▶ **Aim**: Rewrite the listing from its first line through the line containing "302), (256, 305)]", changing "falling flower petal" to "drifting flower petal" and keeping everything else the same. Leave out the pictures.

▶ **Data records**:
= = = =
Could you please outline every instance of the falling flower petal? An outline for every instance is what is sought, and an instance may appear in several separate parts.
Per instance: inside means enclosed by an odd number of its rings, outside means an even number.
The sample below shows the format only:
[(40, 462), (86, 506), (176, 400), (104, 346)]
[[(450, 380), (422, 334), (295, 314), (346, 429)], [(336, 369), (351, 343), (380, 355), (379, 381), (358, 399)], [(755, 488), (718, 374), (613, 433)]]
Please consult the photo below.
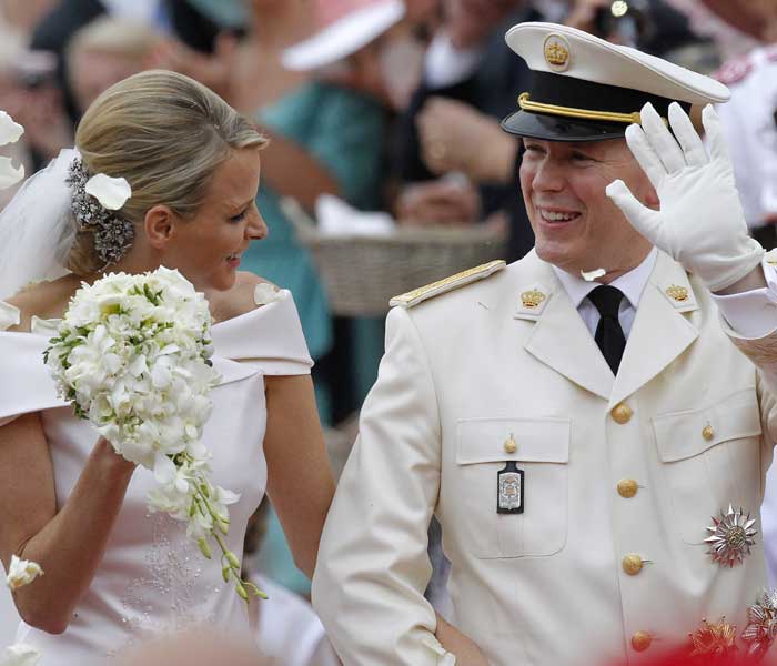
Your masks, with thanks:
[(593, 282), (597, 278), (602, 278), (605, 275), (607, 271), (604, 269), (596, 269), (595, 271), (581, 271), (581, 275), (583, 275), (583, 280), (586, 282)]
[(16, 185), (23, 178), (23, 165), (16, 169), (11, 163), (11, 158), (0, 158), (0, 190)]
[(17, 643), (0, 653), (0, 666), (34, 666), (40, 659), (40, 653), (24, 643)]
[(111, 178), (104, 173), (90, 178), (84, 190), (109, 211), (118, 211), (132, 195), (132, 188), (125, 179)]
[(266, 305), (275, 301), (282, 301), (286, 294), (269, 282), (260, 282), (253, 290), (253, 302), (256, 305)]
[(24, 128), (18, 122), (13, 122), (8, 113), (0, 111), (0, 145), (16, 143), (23, 133)]
[(6, 576), (6, 584), (11, 592), (19, 589), (24, 585), (32, 583), (38, 576), (43, 574), (43, 569), (40, 565), (34, 562), (29, 562), (28, 559), (21, 559), (13, 555), (11, 557), (11, 565), (8, 567), (8, 576)]

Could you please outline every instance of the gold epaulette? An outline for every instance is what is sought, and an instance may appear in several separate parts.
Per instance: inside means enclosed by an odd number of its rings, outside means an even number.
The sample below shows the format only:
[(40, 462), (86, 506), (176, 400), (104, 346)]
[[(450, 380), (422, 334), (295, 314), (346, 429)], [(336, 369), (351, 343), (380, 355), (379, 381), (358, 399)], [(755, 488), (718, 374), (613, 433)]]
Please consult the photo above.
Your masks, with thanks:
[(433, 282), (426, 286), (420, 286), (418, 289), (414, 289), (407, 293), (394, 296), (391, 301), (389, 301), (389, 304), (392, 307), (395, 305), (400, 305), (402, 307), (413, 307), (413, 305), (417, 305), (426, 299), (438, 296), (440, 294), (453, 291), (454, 289), (470, 284), (476, 280), (488, 278), (490, 275), (493, 275), (497, 271), (504, 269), (507, 263), (502, 259), (490, 261), (487, 264), (462, 271), (461, 273), (456, 273), (450, 278), (437, 280), (437, 282)]

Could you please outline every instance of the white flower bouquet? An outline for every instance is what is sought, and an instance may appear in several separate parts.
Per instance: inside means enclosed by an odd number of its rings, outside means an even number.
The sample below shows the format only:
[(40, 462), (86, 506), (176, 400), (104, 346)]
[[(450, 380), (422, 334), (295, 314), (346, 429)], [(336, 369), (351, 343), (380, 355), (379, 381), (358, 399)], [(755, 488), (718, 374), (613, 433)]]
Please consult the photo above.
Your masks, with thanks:
[(226, 547), (228, 505), (240, 497), (210, 481), (210, 454), (200, 441), (211, 413), (211, 315), (203, 294), (178, 271), (111, 273), (75, 292), (58, 336), (44, 352), (59, 394), (128, 461), (153, 471), (152, 512), (186, 522), (186, 534), (210, 558), (221, 549), (224, 582), (240, 576)]

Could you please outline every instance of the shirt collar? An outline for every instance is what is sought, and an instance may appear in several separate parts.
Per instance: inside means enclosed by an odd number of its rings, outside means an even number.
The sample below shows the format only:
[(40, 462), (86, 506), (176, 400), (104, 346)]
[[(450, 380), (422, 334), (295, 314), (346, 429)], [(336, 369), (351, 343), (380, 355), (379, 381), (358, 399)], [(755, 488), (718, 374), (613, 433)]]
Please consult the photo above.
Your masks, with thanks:
[[(645, 290), (653, 268), (656, 265), (656, 258), (658, 256), (658, 251), (653, 248), (643, 262), (624, 273), (619, 278), (616, 278), (610, 282), (610, 284), (619, 289), (623, 294), (628, 299), (632, 307), (635, 310), (639, 305), (639, 299), (642, 297), (642, 292)], [(592, 291), (599, 286), (598, 282), (586, 282), (583, 278), (578, 275), (573, 275), (566, 271), (559, 269), (558, 266), (553, 266), (556, 272), (558, 281), (562, 283), (564, 291), (566, 291), (569, 300), (572, 301), (575, 309), (581, 306), (583, 299), (585, 299)]]

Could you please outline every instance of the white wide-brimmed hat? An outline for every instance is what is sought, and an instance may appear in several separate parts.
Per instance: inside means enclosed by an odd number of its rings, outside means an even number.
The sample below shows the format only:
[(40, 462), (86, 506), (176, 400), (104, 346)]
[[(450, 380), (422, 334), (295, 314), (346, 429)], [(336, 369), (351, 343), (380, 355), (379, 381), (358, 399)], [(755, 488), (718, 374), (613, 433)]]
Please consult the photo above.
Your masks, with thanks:
[(405, 16), (403, 0), (315, 0), (315, 32), (283, 52), (286, 69), (313, 70), (347, 58)]

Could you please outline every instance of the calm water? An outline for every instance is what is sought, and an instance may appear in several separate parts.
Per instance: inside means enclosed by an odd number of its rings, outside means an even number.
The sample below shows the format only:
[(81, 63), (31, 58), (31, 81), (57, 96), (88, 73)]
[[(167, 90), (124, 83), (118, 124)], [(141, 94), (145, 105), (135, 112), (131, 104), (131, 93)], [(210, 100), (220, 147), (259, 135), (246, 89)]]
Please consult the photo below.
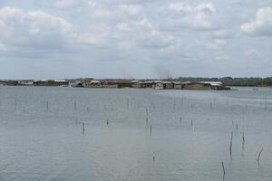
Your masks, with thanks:
[(0, 87), (0, 180), (218, 181), (224, 162), (226, 181), (271, 181), (271, 110), (269, 88)]

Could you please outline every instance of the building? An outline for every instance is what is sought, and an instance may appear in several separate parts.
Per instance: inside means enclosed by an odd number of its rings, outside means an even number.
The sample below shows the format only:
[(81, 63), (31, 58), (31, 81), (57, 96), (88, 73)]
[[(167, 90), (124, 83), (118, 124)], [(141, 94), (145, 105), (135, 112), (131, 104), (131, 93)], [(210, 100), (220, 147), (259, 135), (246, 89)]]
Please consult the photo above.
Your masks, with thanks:
[(188, 82), (184, 84), (184, 90), (210, 90), (210, 84), (206, 82)]
[(132, 88), (152, 88), (153, 85), (154, 85), (153, 81), (131, 81)]
[(17, 81), (0, 80), (0, 85), (16, 86), (16, 85), (18, 85), (18, 81)]
[(41, 80), (34, 81), (34, 86), (55, 86), (55, 87), (68, 87), (69, 82), (65, 80)]
[(22, 86), (33, 86), (34, 85), (34, 80), (22, 80), (22, 81), (18, 81), (18, 85), (22, 85)]
[(171, 81), (155, 81), (152, 87), (155, 90), (174, 89), (174, 83)]

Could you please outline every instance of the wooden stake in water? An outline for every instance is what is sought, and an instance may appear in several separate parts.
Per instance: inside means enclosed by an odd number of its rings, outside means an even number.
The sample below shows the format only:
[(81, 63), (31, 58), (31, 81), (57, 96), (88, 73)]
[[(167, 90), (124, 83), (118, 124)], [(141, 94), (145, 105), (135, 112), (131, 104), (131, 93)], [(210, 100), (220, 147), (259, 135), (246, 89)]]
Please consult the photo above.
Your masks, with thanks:
[(16, 111), (17, 110), (17, 101), (15, 101), (15, 111)]
[(76, 110), (76, 101), (73, 102), (73, 110)]
[(230, 144), (229, 144), (229, 153), (230, 153), (230, 156), (232, 156), (232, 138), (233, 138), (233, 131), (231, 131)]
[(266, 97), (266, 110), (267, 110), (267, 97)]
[(245, 131), (243, 130), (243, 150), (245, 148)]
[(130, 100), (127, 100), (127, 109), (130, 110)]
[(259, 151), (259, 153), (258, 153), (258, 155), (257, 155), (257, 164), (259, 165), (259, 158), (260, 158), (260, 156), (261, 156), (261, 154), (262, 154), (262, 152), (263, 152), (263, 150), (264, 150), (264, 148)]
[(149, 110), (148, 109), (145, 109), (145, 111), (146, 111), (146, 125), (149, 124)]
[(84, 134), (85, 132), (85, 124), (83, 122), (83, 133)]
[(225, 171), (224, 162), (221, 162), (221, 165), (222, 165), (222, 168), (223, 168), (223, 176), (225, 176), (226, 171)]
[(152, 134), (152, 125), (151, 125), (151, 136)]

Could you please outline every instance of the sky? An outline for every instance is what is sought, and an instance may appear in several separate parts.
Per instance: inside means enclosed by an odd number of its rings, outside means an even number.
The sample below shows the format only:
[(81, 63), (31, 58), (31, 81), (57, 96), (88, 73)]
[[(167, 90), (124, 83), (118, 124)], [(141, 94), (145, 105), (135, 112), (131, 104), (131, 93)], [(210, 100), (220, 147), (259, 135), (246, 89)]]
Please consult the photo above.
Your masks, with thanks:
[(0, 0), (0, 79), (272, 76), (272, 0)]

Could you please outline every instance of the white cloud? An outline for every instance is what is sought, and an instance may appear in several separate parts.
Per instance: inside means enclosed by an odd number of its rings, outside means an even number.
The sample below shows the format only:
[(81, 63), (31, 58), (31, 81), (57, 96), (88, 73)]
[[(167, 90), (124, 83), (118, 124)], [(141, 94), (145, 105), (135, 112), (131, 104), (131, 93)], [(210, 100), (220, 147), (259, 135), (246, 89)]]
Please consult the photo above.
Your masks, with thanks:
[(260, 8), (251, 22), (241, 25), (241, 30), (252, 35), (272, 35), (272, 7)]
[[(198, 5), (191, 5), (183, 3), (172, 3), (169, 5), (167, 18), (168, 25), (177, 27), (187, 27), (198, 30), (212, 29), (212, 14), (216, 12), (213, 4), (200, 4)], [(168, 14), (166, 14), (168, 15)]]
[(206, 48), (209, 50), (220, 50), (226, 43), (225, 40), (216, 39), (212, 43), (208, 43)]
[(75, 5), (74, 0), (57, 0), (54, 2), (54, 6), (60, 9), (71, 8)]
[(117, 11), (123, 12), (127, 14), (136, 15), (141, 11), (141, 6), (138, 5), (120, 5), (117, 6)]
[(47, 50), (64, 48), (74, 35), (63, 18), (14, 7), (0, 10), (0, 32), (6, 46)]

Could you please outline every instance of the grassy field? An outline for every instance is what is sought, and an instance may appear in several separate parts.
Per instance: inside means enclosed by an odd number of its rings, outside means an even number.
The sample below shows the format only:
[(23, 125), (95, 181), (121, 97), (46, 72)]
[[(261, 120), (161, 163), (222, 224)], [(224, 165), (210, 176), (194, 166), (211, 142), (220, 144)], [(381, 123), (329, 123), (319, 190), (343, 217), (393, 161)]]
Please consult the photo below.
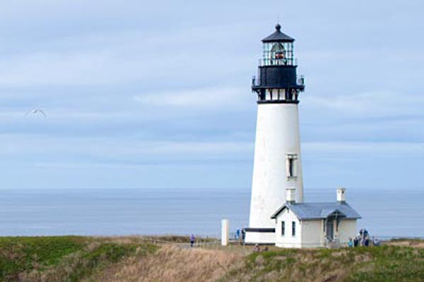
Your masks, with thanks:
[(0, 281), (424, 281), (420, 240), (259, 253), (186, 243), (176, 236), (0, 238)]

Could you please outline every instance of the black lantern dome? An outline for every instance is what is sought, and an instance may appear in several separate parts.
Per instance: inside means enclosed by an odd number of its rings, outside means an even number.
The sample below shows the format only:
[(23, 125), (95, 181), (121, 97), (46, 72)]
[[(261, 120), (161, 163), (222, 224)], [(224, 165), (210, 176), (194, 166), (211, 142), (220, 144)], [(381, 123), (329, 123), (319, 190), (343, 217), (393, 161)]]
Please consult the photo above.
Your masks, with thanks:
[(262, 39), (263, 57), (258, 77), (252, 80), (252, 90), (258, 94), (258, 103), (299, 102), (299, 94), (305, 90), (303, 77), (298, 77), (294, 58), (295, 39), (281, 32), (281, 26)]

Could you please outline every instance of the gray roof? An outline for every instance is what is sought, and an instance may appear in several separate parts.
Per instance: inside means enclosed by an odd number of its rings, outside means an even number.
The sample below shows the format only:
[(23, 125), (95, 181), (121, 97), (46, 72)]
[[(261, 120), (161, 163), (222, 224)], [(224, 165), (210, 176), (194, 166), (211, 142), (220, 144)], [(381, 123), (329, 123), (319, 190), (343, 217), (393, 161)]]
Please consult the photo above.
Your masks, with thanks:
[(360, 215), (348, 203), (285, 203), (271, 216), (275, 219), (284, 209), (288, 208), (299, 219), (324, 219), (338, 213), (344, 219), (358, 219)]
[(262, 39), (262, 42), (293, 42), (294, 39), (281, 32), (281, 25), (276, 25), (276, 32)]

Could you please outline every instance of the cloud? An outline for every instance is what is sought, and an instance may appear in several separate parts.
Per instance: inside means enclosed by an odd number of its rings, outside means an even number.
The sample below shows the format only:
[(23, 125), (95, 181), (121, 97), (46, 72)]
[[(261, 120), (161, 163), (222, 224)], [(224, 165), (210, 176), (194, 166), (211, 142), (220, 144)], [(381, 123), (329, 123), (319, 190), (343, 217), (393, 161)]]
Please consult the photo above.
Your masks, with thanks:
[(305, 96), (305, 108), (330, 111), (341, 117), (357, 118), (423, 116), (424, 96), (391, 92), (369, 92), (353, 94)]
[(253, 99), (249, 89), (235, 87), (215, 87), (196, 90), (179, 90), (174, 92), (146, 93), (134, 96), (134, 99), (148, 106), (172, 106), (199, 109), (215, 109), (218, 106), (228, 109), (246, 108), (252, 103)]

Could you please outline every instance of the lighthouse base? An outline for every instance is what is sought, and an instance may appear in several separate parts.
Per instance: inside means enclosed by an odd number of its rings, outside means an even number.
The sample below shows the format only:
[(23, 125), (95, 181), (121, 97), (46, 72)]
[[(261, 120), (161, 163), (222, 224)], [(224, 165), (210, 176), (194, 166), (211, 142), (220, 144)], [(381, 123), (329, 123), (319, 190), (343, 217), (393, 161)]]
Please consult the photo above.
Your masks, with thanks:
[(259, 245), (275, 245), (276, 229), (275, 228), (245, 228), (246, 235), (245, 237), (245, 244)]

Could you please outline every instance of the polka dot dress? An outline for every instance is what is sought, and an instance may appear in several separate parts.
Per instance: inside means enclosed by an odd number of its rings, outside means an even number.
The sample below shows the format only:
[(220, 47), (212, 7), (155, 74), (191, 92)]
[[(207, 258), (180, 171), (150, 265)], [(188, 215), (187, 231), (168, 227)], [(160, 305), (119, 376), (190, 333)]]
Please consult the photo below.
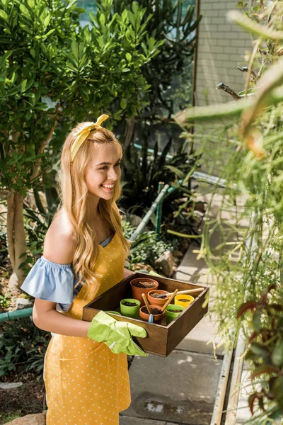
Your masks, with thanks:
[[(101, 295), (123, 277), (125, 256), (117, 234), (99, 245), (98, 271)], [(93, 298), (85, 287), (70, 310), (62, 313), (82, 319), (83, 307)], [(45, 359), (47, 425), (118, 425), (119, 412), (130, 404), (126, 354), (114, 354), (88, 338), (53, 335)]]

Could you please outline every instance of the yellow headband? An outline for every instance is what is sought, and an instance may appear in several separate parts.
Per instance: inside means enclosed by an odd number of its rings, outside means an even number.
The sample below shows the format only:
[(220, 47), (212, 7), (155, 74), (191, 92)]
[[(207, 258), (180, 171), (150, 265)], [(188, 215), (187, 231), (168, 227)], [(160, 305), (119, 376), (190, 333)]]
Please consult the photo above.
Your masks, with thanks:
[(109, 115), (103, 114), (97, 119), (96, 123), (91, 123), (91, 124), (87, 125), (83, 128), (83, 130), (80, 130), (77, 133), (74, 135), (74, 136), (76, 136), (76, 137), (71, 147), (71, 162), (73, 162), (74, 158), (76, 157), (78, 150), (83, 144), (83, 142), (88, 137), (91, 131), (99, 128), (100, 124), (108, 118), (109, 118)]

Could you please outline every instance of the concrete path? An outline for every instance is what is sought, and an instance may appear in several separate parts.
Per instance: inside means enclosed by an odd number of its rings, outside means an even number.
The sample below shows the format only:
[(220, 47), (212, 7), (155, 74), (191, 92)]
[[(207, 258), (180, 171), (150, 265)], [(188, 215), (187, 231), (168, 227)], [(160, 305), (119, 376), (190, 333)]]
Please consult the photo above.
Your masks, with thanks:
[[(208, 202), (210, 196), (201, 200)], [(216, 217), (221, 202), (216, 196), (210, 216)], [(233, 214), (226, 215), (233, 220)], [(212, 246), (220, 240), (214, 234)], [(191, 244), (174, 278), (209, 285), (211, 305), (214, 283), (204, 260), (197, 259), (196, 249)], [(136, 356), (129, 369), (132, 401), (121, 413), (120, 424), (209, 425), (224, 353), (216, 330), (215, 317), (208, 314), (166, 358)], [(246, 419), (245, 413), (238, 415), (238, 424)]]

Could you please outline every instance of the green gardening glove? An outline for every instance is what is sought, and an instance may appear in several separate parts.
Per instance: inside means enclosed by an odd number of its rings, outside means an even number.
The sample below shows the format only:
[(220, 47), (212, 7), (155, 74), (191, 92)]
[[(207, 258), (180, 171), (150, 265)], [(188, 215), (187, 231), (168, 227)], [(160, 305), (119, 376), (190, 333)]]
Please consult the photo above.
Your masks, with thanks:
[(147, 356), (132, 339), (132, 336), (144, 338), (146, 331), (140, 326), (127, 322), (119, 322), (103, 311), (93, 317), (88, 331), (88, 337), (104, 342), (112, 353), (126, 353), (129, 356)]

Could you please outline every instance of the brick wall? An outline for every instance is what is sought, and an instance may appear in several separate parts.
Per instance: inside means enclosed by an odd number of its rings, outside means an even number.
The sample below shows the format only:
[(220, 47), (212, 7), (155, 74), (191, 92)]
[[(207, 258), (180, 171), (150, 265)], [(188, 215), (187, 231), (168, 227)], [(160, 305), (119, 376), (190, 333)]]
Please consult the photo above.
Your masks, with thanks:
[[(238, 93), (245, 87), (247, 74), (237, 66), (247, 66), (246, 52), (253, 49), (250, 35), (226, 19), (237, 0), (199, 0), (202, 19), (199, 27), (195, 101), (196, 106), (230, 102), (233, 98), (215, 86), (221, 82)], [(200, 149), (201, 171), (221, 176), (231, 144), (226, 142), (219, 124), (228, 120), (206, 122), (195, 126), (195, 147)]]
[[(230, 95), (215, 86), (223, 82), (235, 91), (244, 88), (246, 51), (252, 50), (251, 38), (240, 27), (228, 22), (226, 13), (236, 8), (236, 0), (199, 0), (202, 19), (199, 27), (195, 105), (230, 101)], [(207, 94), (207, 97), (205, 94)]]

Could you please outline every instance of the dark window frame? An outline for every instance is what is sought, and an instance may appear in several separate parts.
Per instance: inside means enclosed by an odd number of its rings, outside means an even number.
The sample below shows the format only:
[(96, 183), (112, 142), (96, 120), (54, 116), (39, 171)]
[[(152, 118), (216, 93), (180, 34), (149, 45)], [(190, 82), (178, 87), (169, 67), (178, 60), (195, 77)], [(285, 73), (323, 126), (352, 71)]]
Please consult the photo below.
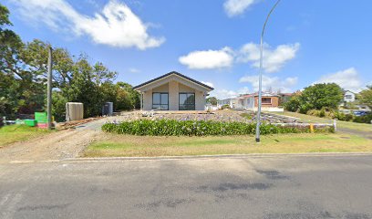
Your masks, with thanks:
[[(193, 104), (183, 104), (183, 103), (181, 104), (181, 101), (180, 101), (181, 94), (186, 94), (186, 99), (187, 99), (189, 94), (192, 94), (194, 96)], [(196, 108), (195, 101), (196, 101), (195, 92), (180, 92), (179, 93), (179, 110), (195, 110), (195, 108)], [(181, 110), (181, 106), (184, 106), (185, 110)], [(193, 108), (191, 108), (191, 110), (190, 110), (190, 109), (187, 108), (187, 106), (191, 106)]]
[[(154, 94), (160, 94), (160, 103), (159, 104), (154, 104)], [(167, 104), (161, 104), (161, 95), (162, 94), (166, 94), (168, 96), (168, 101)], [(154, 108), (154, 105), (159, 105), (160, 106), (160, 109), (156, 109)], [(162, 106), (167, 106), (167, 110), (163, 110), (161, 107)], [(169, 92), (152, 92), (152, 110), (170, 110), (170, 93)]]
[[(264, 99), (270, 99), (270, 102), (264, 102)], [(261, 99), (261, 102), (263, 103), (263, 104), (272, 104), (273, 103), (273, 99), (272, 99), (272, 98), (262, 98), (262, 99)]]

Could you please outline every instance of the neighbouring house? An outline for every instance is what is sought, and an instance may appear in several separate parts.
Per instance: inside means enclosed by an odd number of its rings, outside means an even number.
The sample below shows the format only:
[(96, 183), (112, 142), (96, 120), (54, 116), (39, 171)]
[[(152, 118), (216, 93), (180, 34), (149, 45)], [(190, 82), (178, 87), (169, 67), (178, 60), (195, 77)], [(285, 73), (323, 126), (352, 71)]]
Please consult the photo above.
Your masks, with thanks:
[[(279, 108), (280, 96), (271, 92), (262, 93), (262, 110), (264, 111), (283, 111)], [(226, 99), (219, 100), (218, 107), (228, 104), (231, 109), (257, 110), (258, 109), (258, 92), (253, 94), (242, 95), (234, 99)]]
[(212, 103), (205, 104), (205, 110), (218, 110), (217, 105), (212, 105)]
[(204, 110), (213, 88), (172, 71), (133, 89), (140, 94), (142, 110)]
[(236, 109), (237, 107), (237, 99), (219, 99), (217, 101), (217, 108), (222, 109), (222, 106), (228, 105), (230, 109)]
[(279, 106), (283, 106), (283, 104), (286, 103), (291, 99), (293, 93), (278, 93), (279, 95)]
[(346, 90), (344, 92), (344, 102), (354, 102), (356, 100), (356, 93)]

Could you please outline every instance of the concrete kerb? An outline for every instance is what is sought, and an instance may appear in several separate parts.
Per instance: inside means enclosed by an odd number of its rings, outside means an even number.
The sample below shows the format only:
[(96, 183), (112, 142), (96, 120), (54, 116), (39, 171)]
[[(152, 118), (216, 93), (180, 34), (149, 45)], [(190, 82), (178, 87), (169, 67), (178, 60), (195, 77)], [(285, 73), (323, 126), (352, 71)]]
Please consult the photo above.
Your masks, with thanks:
[(208, 159), (244, 159), (270, 157), (345, 157), (372, 156), (372, 152), (312, 152), (312, 153), (251, 153), (251, 154), (220, 154), (195, 156), (160, 156), (160, 157), (99, 157), (99, 158), (68, 158), (60, 162), (119, 162), (119, 161), (171, 161), (171, 160), (208, 160)]
[(11, 161), (11, 162), (8, 162), (7, 163), (8, 164), (30, 164), (30, 163), (43, 163), (43, 162), (44, 163), (104, 162), (125, 162), (125, 161), (177, 161), (177, 160), (275, 158), (275, 157), (346, 157), (346, 156), (372, 156), (372, 152), (251, 153), (251, 154), (220, 154), (220, 155), (160, 156), (160, 157), (67, 158), (67, 159), (62, 159), (62, 160), (45, 160), (45, 161), (28, 161), (28, 160), (27, 161)]

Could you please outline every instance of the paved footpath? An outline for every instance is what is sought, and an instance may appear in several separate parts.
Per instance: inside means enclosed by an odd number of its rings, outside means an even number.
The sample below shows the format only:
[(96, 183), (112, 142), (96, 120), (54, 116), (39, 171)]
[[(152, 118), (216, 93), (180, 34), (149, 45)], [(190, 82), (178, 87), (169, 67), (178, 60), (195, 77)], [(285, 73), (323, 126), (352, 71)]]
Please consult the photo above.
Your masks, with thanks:
[(372, 218), (372, 155), (0, 164), (0, 218)]

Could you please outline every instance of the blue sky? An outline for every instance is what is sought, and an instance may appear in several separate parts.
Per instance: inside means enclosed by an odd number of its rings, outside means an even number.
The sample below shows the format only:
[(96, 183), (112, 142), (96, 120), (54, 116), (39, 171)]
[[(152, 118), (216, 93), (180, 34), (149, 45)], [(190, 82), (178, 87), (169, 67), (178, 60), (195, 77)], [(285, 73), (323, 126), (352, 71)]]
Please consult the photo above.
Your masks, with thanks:
[[(273, 0), (5, 0), (12, 27), (85, 52), (132, 85), (179, 71), (220, 99), (255, 91), (262, 25)], [(372, 1), (282, 0), (266, 28), (264, 87), (295, 91), (371, 84)]]

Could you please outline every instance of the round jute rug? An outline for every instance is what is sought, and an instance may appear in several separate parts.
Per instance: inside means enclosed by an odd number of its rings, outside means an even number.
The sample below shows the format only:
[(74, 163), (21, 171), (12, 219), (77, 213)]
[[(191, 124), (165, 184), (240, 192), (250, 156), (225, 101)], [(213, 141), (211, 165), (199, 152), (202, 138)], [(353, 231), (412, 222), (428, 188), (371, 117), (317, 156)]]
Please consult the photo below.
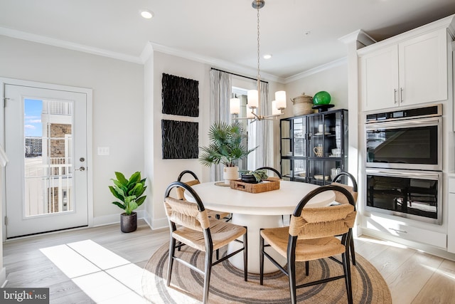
= = = =
▶ **Result**:
Could you please outline every instance of the drifting flower petal? An outline for every instance is what is sought, and an instance may appear in several separate parts.
Per instance: inside means enclosed by an odd number of its rings, outside means an even number.
The sample below shows the format only:
[(40, 462), (86, 506), (176, 400), (104, 346)]
[[(450, 380), (422, 334), (295, 314), (346, 429)], [(336, 369), (351, 343), (380, 355), (379, 381), (358, 399)], [(755, 488), (718, 374), (613, 433)]]
Please consult the photo below.
Your masks, with thanks:
[(593, 282), (597, 278), (602, 278), (605, 275), (607, 271), (604, 269), (596, 269), (595, 271), (581, 271), (581, 275), (583, 275), (583, 280), (586, 282)]
[(16, 185), (23, 178), (23, 165), (16, 169), (11, 163), (11, 158), (0, 158), (0, 190)]
[(17, 643), (0, 653), (0, 666), (34, 666), (40, 659), (40, 653), (24, 643)]
[(111, 178), (104, 173), (90, 178), (84, 190), (109, 211), (118, 211), (132, 195), (132, 188), (125, 179)]
[(266, 305), (275, 301), (282, 301), (286, 294), (269, 282), (260, 282), (253, 290), (253, 302), (256, 305)]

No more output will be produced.